--- Records for this task ---
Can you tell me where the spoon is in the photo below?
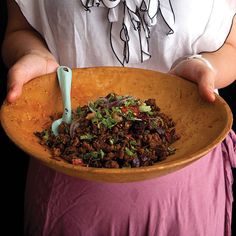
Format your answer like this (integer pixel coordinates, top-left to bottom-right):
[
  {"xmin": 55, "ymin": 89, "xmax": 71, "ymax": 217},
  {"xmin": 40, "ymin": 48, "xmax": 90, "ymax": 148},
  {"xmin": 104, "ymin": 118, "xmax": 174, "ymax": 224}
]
[{"xmin": 52, "ymin": 66, "xmax": 72, "ymax": 135}]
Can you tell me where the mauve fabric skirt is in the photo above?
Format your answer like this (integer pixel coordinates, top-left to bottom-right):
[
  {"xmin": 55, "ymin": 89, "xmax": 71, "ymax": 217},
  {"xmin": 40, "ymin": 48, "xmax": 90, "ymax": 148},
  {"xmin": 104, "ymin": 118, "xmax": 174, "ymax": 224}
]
[{"xmin": 25, "ymin": 131, "xmax": 236, "ymax": 236}]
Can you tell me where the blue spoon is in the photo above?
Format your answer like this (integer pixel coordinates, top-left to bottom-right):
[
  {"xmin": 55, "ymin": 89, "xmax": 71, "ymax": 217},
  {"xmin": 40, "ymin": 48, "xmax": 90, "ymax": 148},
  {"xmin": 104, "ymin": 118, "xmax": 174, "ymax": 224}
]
[{"xmin": 52, "ymin": 66, "xmax": 72, "ymax": 135}]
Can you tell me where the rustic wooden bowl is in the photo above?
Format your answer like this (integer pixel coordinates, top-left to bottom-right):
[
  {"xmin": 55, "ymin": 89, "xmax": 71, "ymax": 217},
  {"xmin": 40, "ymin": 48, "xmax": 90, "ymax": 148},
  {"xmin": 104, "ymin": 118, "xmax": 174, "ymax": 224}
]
[{"xmin": 1, "ymin": 67, "xmax": 232, "ymax": 182}]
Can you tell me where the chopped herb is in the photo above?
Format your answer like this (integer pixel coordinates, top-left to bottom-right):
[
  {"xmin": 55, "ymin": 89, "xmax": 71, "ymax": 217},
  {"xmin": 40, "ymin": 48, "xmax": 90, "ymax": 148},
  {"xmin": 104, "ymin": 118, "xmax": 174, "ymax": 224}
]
[{"xmin": 79, "ymin": 134, "xmax": 96, "ymax": 140}]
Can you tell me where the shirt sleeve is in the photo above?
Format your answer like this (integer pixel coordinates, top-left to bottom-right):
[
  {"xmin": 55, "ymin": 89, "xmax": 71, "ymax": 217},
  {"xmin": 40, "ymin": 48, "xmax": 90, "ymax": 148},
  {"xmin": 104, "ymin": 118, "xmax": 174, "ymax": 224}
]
[{"xmin": 192, "ymin": 0, "xmax": 236, "ymax": 53}]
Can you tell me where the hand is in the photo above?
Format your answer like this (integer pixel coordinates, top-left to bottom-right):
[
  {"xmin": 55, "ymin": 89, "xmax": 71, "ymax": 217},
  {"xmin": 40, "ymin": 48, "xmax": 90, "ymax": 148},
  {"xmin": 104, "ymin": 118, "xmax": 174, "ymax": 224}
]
[
  {"xmin": 169, "ymin": 59, "xmax": 216, "ymax": 102},
  {"xmin": 7, "ymin": 52, "xmax": 59, "ymax": 103}
]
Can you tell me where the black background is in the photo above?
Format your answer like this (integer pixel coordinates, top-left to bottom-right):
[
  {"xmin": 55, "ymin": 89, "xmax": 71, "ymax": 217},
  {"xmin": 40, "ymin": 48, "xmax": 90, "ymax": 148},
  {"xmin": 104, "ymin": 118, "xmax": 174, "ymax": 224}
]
[{"xmin": 0, "ymin": 0, "xmax": 236, "ymax": 236}]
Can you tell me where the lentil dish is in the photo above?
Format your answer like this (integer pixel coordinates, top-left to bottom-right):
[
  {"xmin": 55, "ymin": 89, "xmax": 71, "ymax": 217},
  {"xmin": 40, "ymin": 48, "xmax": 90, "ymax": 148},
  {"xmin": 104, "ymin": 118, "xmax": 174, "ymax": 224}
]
[{"xmin": 35, "ymin": 93, "xmax": 180, "ymax": 168}]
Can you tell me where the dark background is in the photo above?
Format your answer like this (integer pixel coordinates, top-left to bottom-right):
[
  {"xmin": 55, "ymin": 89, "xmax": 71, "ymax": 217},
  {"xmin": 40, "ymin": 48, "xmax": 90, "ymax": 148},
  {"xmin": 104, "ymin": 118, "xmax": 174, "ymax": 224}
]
[{"xmin": 0, "ymin": 0, "xmax": 236, "ymax": 236}]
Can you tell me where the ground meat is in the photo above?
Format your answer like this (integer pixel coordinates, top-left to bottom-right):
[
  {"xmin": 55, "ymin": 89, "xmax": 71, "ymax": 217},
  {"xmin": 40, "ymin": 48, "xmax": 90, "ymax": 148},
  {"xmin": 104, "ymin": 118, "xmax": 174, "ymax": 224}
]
[{"xmin": 35, "ymin": 93, "xmax": 180, "ymax": 168}]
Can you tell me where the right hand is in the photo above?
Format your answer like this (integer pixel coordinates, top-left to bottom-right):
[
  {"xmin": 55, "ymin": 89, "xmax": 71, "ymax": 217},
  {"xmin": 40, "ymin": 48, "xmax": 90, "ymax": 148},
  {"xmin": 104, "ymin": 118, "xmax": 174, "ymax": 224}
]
[{"xmin": 6, "ymin": 52, "xmax": 59, "ymax": 103}]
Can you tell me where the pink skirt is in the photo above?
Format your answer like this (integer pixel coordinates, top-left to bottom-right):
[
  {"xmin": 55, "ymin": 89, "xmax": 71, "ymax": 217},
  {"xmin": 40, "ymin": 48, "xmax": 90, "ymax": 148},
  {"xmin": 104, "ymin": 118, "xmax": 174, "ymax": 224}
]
[{"xmin": 25, "ymin": 131, "xmax": 236, "ymax": 236}]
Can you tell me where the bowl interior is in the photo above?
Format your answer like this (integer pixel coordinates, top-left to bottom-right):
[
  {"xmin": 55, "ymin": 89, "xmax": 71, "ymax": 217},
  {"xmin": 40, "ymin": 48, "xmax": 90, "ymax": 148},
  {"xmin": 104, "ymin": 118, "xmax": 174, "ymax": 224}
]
[{"xmin": 1, "ymin": 67, "xmax": 232, "ymax": 182}]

--- Set problem ---
Gather every line of the material above that contains the string "skirt", copying each one whole. Match case exactly.

--- Solved exercise ---
Can you tell me where the mauve fabric skirt is in the photo above?
Can you tell me where the pink skirt is in the photo above?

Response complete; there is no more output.